POLECENIE: Przepisz poniższą listę, zamieniając każde „Exercise” na „Task”. Reszta ma zostać bez zmian.

WPISY DANYCH:
=-=-=

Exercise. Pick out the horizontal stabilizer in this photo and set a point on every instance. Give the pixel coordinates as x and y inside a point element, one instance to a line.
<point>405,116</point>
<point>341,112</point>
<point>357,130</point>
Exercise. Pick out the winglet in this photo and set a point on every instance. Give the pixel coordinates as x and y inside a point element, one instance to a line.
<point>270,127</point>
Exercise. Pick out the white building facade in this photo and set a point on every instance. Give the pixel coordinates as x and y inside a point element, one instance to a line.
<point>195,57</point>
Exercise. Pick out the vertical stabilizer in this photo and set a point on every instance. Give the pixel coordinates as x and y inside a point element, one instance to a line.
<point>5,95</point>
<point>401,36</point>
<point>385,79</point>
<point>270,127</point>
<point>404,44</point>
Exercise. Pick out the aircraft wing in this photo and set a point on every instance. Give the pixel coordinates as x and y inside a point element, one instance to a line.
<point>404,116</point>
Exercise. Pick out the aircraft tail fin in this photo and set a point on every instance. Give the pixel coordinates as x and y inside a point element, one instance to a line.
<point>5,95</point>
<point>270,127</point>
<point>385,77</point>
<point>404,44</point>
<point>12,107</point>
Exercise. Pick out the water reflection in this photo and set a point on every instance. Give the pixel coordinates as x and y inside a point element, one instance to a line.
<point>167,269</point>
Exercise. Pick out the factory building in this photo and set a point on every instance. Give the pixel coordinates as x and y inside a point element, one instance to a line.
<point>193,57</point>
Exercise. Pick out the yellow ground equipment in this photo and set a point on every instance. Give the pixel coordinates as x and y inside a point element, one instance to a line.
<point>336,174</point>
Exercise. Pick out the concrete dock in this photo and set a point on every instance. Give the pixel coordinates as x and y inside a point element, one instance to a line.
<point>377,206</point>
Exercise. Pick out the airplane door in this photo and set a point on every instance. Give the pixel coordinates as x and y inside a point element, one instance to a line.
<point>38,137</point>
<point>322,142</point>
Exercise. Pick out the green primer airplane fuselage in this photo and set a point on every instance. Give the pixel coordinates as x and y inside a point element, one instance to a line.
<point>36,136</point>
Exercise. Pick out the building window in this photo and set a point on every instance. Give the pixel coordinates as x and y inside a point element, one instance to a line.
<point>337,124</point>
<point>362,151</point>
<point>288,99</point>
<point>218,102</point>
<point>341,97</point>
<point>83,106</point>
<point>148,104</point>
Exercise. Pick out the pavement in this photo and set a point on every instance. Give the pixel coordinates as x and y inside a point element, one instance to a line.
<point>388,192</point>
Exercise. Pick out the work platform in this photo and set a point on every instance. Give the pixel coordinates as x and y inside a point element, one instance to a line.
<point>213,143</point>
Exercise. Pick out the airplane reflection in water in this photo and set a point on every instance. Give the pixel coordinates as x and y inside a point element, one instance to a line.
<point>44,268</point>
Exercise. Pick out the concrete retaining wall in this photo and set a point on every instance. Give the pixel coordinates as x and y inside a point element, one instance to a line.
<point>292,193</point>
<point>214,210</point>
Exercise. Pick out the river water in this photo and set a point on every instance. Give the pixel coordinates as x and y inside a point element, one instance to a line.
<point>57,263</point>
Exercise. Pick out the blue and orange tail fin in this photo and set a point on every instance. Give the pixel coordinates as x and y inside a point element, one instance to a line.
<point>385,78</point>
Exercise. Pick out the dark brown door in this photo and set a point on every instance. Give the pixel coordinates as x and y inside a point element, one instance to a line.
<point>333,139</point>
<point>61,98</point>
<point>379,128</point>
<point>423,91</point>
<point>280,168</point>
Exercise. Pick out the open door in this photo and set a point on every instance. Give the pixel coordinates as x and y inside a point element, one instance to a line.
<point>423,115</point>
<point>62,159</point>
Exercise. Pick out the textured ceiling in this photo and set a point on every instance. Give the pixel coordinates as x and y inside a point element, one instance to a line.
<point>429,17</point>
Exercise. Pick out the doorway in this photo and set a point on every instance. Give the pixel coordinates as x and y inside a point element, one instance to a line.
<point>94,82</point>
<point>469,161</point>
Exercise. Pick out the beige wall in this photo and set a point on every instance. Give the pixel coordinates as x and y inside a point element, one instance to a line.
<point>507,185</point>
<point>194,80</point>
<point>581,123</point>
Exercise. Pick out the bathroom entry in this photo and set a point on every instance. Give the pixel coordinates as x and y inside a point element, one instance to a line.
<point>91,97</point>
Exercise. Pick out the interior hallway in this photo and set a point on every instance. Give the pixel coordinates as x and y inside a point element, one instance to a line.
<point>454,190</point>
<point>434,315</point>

=-=-=

WYNIK:
Task. Pick out the horizontal stabilizer in this photo and set a point on every instance. Give the pixel coordinates as x and y inside a point element, one instance to a line.
<point>405,116</point>
<point>341,112</point>
<point>357,130</point>
Task. Pick out the winglet in this photo and set a point on every instance. Give the pixel coordinates as x and y inside a point element, one instance to a line.
<point>270,127</point>
Task. Pick out the white building facade in this photo and set a point on every instance. Give the pixel coordinates as x and y inside a point element, one instance to a line.
<point>195,57</point>
Task. Pick out the vertical stabilizer in this photo and set a point on every instance. Give the pixel coordinates as x and y inside a point element, one instance to a line.
<point>5,95</point>
<point>401,36</point>
<point>385,79</point>
<point>270,127</point>
<point>404,44</point>
Task. Pick out the aircraft wing in this photo and set a point on every instance. Give the pixel coordinates as x and y inside a point element, one instance to a line.
<point>404,116</point>
Task. Pick out the aircraft tail fin in this photo and set a point on every instance. Give the pixel coordinates as x and y inside a point element, one instance to a line.
<point>5,95</point>
<point>270,127</point>
<point>385,77</point>
<point>404,44</point>
<point>12,107</point>
Task. Pick out the water reflection in this photo and set a point on every instance. Give the pixel coordinates as x and y inside a point element, one instance to a line.
<point>167,269</point>
Task. Pick out the factory building in this photo and set a point on every instance. Give the pixel coordinates as x and y inside a point element, one instance to a line.
<point>193,57</point>
Task. Pick out the yellow ground equipment in this photo and set a point on every instance. Give the pixel coordinates as x and y inside a point element, one instance to a line.
<point>336,174</point>
Task. Pick out the concrete dock in this photo and set a point on every instance. Give the pixel coordinates as x and y inside a point element, one instance to a line.
<point>377,206</point>
Task. Pick out the airplane door in this photo and set a point on every instance. Give the pixel coordinates as x and y inside a point element, one instance to a line.
<point>38,137</point>
<point>322,142</point>
Task. Pick out the green primer airplane fuselage in this photo and set a point on every instance. Give the pixel coordinates as x and y inside a point element, one instance to a line.
<point>36,136</point>
Task. Pick out the building window in this photo and set a point on every instance. Give the pixel coordinates as x and y inside a point element, one instance to a line.
<point>337,124</point>
<point>362,151</point>
<point>288,99</point>
<point>218,102</point>
<point>341,97</point>
<point>83,106</point>
<point>148,104</point>
Task. Pick out the pavement in this photo and set a point on every instance. Give the pixel coordinates as x and y inside a point element, one instance to a line.
<point>388,192</point>
Task. Pick out the work platform in this photo and set a point on every instance. Give the pixel coordinates as x and y inside a point element, one instance to a line.
<point>213,143</point>
Task. Pick out the airplane reflection in water in this photo and set a point on every instance. Give the pixel coordinates as x and y inside a point element, one instance to a line.
<point>44,268</point>
Task. Pick out the concrete retaining wall in this photo and set a point on every instance. Give the pixel coordinates as x and y inside a point element, one instance to a line.
<point>292,193</point>
<point>214,210</point>
Task. Pick out the river water in this photo and set a point on every instance. Give the pixel coordinates as x and y inside a point element, one instance to a line.
<point>57,263</point>
Task. Pick out the blue and orange tail fin in this photo and set a point on every instance. Give the pixel coordinates as x and y inside a point element, one instance to a line.
<point>385,78</point>
Task. Pick out the dark brown door in this photo and set a point on every instance. Give the pixel coordinates as x and y inside a point element, one instance to a line.
<point>333,139</point>
<point>61,98</point>
<point>379,128</point>
<point>423,91</point>
<point>280,168</point>
Task. Pick out the open door in this photo and set a point on every instance. Give the pixel coordinates as x and y inside a point element, one instance to a line.
<point>423,115</point>
<point>62,159</point>
Task. Pick out the textured ceiling in this photo and set a point on every instance. Give the pixel coordinates as x and y inside a point element, one instance to a line.
<point>429,17</point>
Task. Pick out the doorway in this photo and set a point on every instance. Give the pixel coordinates as x and y inside a point element, one instance to a line.
<point>94,82</point>
<point>469,161</point>
Task. Pick out the beige wall in this photo and set a point on every instance. Give the pixel coordinates as x and y inside a point element, one instance to a line.
<point>507,185</point>
<point>194,80</point>
<point>581,123</point>
Task. Pick out the bathroom entry in this photo and set a point on every instance. Give the pixel coordinates as x and y inside a point element, one instance to a line.
<point>91,97</point>
Task. Pick out the interior hallway in this photo and set a point on every instance. Give the pixel coordinates as x and y inside a point element, one instance to a line.
<point>454,190</point>
<point>434,315</point>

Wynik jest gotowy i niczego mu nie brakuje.